**WHAT YOU SHOULD DO:**
Print every line of the material below without changing a single character.

[Point annotation dataset records]
══════════════════════════════

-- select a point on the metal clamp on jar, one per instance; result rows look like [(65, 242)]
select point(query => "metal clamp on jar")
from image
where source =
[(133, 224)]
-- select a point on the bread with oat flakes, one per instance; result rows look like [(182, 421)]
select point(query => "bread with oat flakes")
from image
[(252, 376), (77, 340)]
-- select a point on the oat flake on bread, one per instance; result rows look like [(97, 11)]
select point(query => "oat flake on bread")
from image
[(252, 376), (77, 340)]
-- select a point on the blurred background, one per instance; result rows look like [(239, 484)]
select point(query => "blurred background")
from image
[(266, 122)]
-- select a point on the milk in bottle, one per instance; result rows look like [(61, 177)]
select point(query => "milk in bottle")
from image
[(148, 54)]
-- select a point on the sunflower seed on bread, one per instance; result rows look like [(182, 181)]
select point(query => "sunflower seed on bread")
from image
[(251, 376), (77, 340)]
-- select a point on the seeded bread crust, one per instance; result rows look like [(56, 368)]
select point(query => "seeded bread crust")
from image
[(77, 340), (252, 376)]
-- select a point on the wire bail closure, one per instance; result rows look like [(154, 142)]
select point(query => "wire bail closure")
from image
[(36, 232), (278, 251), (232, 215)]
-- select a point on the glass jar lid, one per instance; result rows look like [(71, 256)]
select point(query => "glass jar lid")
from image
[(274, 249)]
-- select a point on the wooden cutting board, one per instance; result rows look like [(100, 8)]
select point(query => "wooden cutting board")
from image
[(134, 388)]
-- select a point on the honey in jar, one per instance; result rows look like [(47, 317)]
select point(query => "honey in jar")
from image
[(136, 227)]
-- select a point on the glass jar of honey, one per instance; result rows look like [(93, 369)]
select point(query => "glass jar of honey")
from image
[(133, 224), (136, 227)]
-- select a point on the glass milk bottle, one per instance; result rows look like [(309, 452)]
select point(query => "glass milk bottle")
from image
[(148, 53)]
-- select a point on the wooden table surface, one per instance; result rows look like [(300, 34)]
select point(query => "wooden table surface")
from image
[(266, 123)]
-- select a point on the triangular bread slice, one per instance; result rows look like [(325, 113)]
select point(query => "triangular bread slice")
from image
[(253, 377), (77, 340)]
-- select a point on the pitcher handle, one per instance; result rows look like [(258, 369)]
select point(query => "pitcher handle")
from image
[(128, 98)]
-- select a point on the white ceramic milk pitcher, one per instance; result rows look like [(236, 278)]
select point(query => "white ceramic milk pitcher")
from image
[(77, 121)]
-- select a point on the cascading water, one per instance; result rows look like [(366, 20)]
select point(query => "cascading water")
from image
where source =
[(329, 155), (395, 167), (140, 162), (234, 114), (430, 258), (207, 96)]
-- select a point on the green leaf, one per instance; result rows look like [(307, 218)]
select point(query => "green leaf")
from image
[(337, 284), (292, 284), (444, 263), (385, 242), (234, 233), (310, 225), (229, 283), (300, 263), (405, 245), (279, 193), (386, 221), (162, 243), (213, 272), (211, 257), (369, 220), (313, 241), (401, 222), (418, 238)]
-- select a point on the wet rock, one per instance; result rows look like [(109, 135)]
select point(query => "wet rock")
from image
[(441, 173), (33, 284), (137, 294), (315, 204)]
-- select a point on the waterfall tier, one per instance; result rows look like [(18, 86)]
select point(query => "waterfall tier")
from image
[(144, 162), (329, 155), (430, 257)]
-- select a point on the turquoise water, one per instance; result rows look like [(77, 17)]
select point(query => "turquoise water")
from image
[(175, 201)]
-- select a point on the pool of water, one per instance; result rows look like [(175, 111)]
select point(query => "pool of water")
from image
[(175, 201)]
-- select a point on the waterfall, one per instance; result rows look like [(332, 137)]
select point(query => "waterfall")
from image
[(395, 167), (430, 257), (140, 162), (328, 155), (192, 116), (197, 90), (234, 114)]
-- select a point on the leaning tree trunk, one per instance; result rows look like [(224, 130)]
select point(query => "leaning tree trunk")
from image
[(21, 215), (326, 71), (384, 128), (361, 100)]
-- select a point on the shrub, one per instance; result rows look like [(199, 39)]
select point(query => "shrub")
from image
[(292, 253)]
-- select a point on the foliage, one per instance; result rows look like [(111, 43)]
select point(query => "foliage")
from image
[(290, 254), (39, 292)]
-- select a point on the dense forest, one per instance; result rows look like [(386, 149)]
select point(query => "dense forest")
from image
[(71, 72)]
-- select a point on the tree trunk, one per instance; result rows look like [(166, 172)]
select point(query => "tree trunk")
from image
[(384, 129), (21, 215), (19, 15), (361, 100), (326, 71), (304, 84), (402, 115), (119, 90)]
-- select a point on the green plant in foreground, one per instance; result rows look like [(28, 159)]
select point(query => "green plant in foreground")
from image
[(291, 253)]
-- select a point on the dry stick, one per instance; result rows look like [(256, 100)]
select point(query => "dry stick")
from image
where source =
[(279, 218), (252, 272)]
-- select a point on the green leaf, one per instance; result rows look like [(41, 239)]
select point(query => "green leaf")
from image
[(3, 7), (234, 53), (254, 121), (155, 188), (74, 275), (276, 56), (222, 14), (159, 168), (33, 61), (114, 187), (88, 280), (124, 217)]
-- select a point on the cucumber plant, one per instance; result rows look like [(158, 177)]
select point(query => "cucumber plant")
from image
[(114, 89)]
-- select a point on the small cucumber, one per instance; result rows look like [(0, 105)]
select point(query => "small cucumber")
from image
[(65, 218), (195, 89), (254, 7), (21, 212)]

══════════════════════════════

**SOLUTION FOR THIS EXERCISE:**
-- select a point on the metal clamp on jar, one per instance; result rows look like [(65, 242)]
select point(query => "metal clamp on jar")
from image
where source =
[(133, 224)]
-- select a point on the bread with oat flakes, one per instance; result rows look like [(182, 421)]
select point(query => "bread with oat flakes")
from image
[(252, 376), (77, 340)]
-- select a point on the oat flake on bread, one per instance; result rows look like [(97, 11)]
select point(query => "oat flake on bread")
from image
[(252, 376), (77, 340)]
-- select a point on the blurred background, one per instance; result rows look like [(239, 484)]
select point(query => "blurred background")
from image
[(266, 122)]
-- select a point on the milk in bottle, one per instance; result rows look like [(61, 177)]
select point(query => "milk in bottle")
from image
[(148, 54)]
-- select a point on the sunflower seed on bread, one per instance; result rows look like [(182, 181)]
select point(query => "sunflower seed on bread")
from image
[(251, 376), (77, 340)]
-- select a point on the seeded bread crust, one per instance; result rows look like [(56, 368)]
select point(query => "seeded bread crust")
from image
[(77, 340), (252, 376)]
-- select a point on the wire bail closure, one per instance; result rows look like [(154, 142)]
select point(query => "wire bail closure")
from image
[(36, 232), (278, 251), (232, 215)]
-- select a point on the glass jar lid, one per instance; result rows look like [(71, 256)]
select point(query => "glass jar lid")
from image
[(274, 249)]
-- select a point on the wooden cutting board, one per instance; result rows look like [(100, 8)]
select point(query => "wooden cutting board")
from image
[(134, 388)]
-- select a point on the honey in jar, one per instance; result rows look like [(47, 317)]
select point(query => "honey in jar")
from image
[(136, 227)]
-- select a point on the glass jar of honey, one per instance; result rows look like [(93, 369)]
select point(query => "glass jar of honey")
from image
[(133, 224), (136, 227)]
-- select a point on the glass milk bottle, one per instance; result rows look like [(309, 452)]
select point(query => "glass milk bottle")
from image
[(148, 53)]
-- select a point on the wooden table surface, one per instance; result rows look like [(300, 34)]
select point(query => "wooden table surface")
from image
[(266, 123)]
-- select a point on the triangular bread slice, one per instance; result rows look like [(325, 113)]
select point(query => "triangular bread slice")
from image
[(253, 377), (77, 340)]
-- select a point on the pitcher handle, one per instance; result rows look like [(258, 369)]
select point(query => "pitcher handle")
from image
[(128, 98)]
-- select a point on the white ceramic milk pitcher, one per instance; result rows look like [(236, 278)]
select point(query => "white ceramic milk pitcher")
from image
[(77, 121)]
-- select a point on the cascading water, one per instance; result rows look like [(366, 20)]
select point(query => "cascading water")
from image
where source =
[(329, 155), (395, 167), (140, 162), (234, 114), (430, 258), (207, 96)]
-- select a point on the green leaf, one per instance; result rows look like [(307, 218)]
select point(query => "green leaf")
from image
[(337, 284), (292, 284), (444, 263), (385, 242), (234, 233), (310, 225), (229, 283), (300, 263), (405, 245), (279, 193), (386, 221), (162, 243), (213, 272), (211, 257), (369, 220), (313, 241), (401, 222), (418, 238)]
-- select a point on the wet rock, one per instance; result rows look like [(109, 135)]
select point(query => "wet rock")
from image
[(441, 173), (33, 284), (137, 294), (315, 204)]
-- select a point on the waterfall tier, one per instance; result rows look like [(18, 86)]
select point(query => "waterfall tier")
from image
[(144, 162), (329, 155), (430, 257)]
-- select a point on the turquoise water, one per instance; result rows look like [(77, 17)]
select point(query => "turquoise water")
from image
[(175, 201)]
-- select a point on the pool of water, one per instance; result rows look like [(175, 111)]
select point(query => "pool of water")
from image
[(175, 201)]
-- select a point on the waterfall, one per instance; result rows look like [(332, 137)]
select point(query => "waterfall")
from image
[(395, 167), (430, 257), (140, 162), (328, 155), (192, 116), (197, 90), (234, 114)]
-- select a point on the leaning tree trunk, one per instance; result rows look like [(224, 130)]
select point(query => "leaning tree trunk")
from image
[(21, 215), (326, 71), (384, 128), (361, 100)]
-- select a point on the shrub, one per instance; result rows look like [(199, 39)]
select point(query => "shrub")
from image
[(292, 253)]
-- select a point on the foliage, one per instance; result rows look like [(111, 43)]
select point(query => "foliage")
from image
[(290, 254), (39, 292)]
-- select a point on the dense forest, one per instance; result rows look like [(386, 149)]
select point(query => "dense forest")
from image
[(71, 72)]
-- select a point on the tree trunk, one per instance; result rows look like [(166, 172)]
select point(query => "tree trunk")
from image
[(384, 129), (21, 215), (19, 15), (361, 100), (326, 71), (304, 84), (402, 115), (119, 90)]
-- select a point on the green plant in foreground, one per instance; result rows look like [(28, 159)]
select point(query => "green plant in foreground")
from image
[(291, 253)]
-- select a point on the dry stick, one per instance; result rows look like [(256, 100)]
select point(query => "dry stick")
from image
where source =
[(279, 218), (252, 272)]
-- select a point on the green leaf, one per instance; result rows look like [(41, 239)]
select point(query => "green leaf")
from image
[(3, 7), (234, 53), (254, 121), (155, 188), (74, 275), (276, 56), (222, 14), (159, 168), (33, 61), (114, 187), (88, 280), (124, 217)]
-- select a point on the cucumber plant, one per instance; result rows look like [(158, 177)]
select point(query => "cucumber plant")
from image
[(114, 89)]
-- select a point on the small cucumber, one per instance; result rows look like [(0, 105)]
select point(query => "small cucumber")
from image
[(65, 218), (195, 89), (254, 7), (21, 212)]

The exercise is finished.